- ASSIGNED TASK
Take the entries below and print only the lines from the one with "Each instance receives one keypoint. Mark the flowering" through the one with "Each instance receives one keypoint. Mark the bark", exactly as they stand, both ends included.

- SUPPLIED ENTRIES
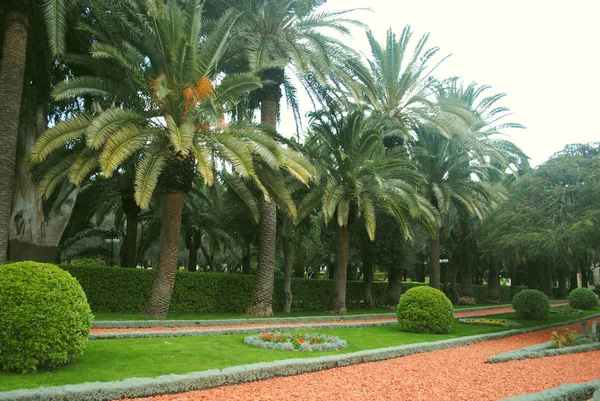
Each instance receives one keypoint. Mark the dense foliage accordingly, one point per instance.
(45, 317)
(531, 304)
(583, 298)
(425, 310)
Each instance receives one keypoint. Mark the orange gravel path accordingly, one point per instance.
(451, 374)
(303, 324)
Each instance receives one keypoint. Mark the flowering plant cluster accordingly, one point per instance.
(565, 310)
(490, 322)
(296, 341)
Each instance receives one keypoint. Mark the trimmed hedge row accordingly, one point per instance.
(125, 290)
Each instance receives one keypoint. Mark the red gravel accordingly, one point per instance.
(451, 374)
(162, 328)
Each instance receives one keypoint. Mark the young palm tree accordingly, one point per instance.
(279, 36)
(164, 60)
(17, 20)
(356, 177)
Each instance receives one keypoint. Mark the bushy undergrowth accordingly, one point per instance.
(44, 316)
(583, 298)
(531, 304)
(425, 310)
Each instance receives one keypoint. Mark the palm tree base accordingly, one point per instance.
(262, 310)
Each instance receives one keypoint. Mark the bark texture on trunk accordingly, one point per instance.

* * *

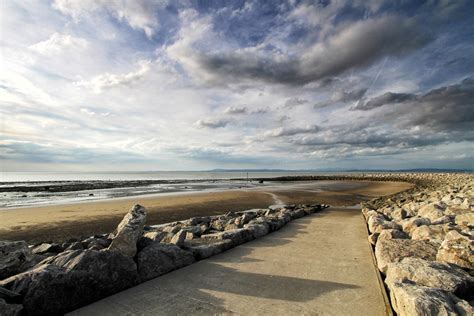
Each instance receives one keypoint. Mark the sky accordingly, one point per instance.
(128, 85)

- TASK SOLUTION
Each instance receives one keypoint. Mark the flowering plant cluster accordingly, one point per instance.
(565, 310)
(490, 322)
(296, 341)
Each instance receives one keypoint. Mark the trimmed hedge row accordingly, one point per instance.
(125, 290)
Each instance receives one keypoint. Mark the red gravel accordingly, one point per instance.
(451, 374)
(162, 328)
Each instance receives one keypoint. Mark the young palm tree accordingly, one point per instance.
(279, 36)
(164, 60)
(17, 20)
(356, 177)
Each instance receives one keypoint. Mark the bushy undergrowth accordingly, one point per instance.
(44, 316)
(583, 298)
(531, 304)
(425, 310)
Each instance receives one keypoint. Mark the palm tree base accordingly, one point per instance.
(262, 310)
Each instance receives one keypoint. Mark the bark texture on trunk accordingly, one point per instance.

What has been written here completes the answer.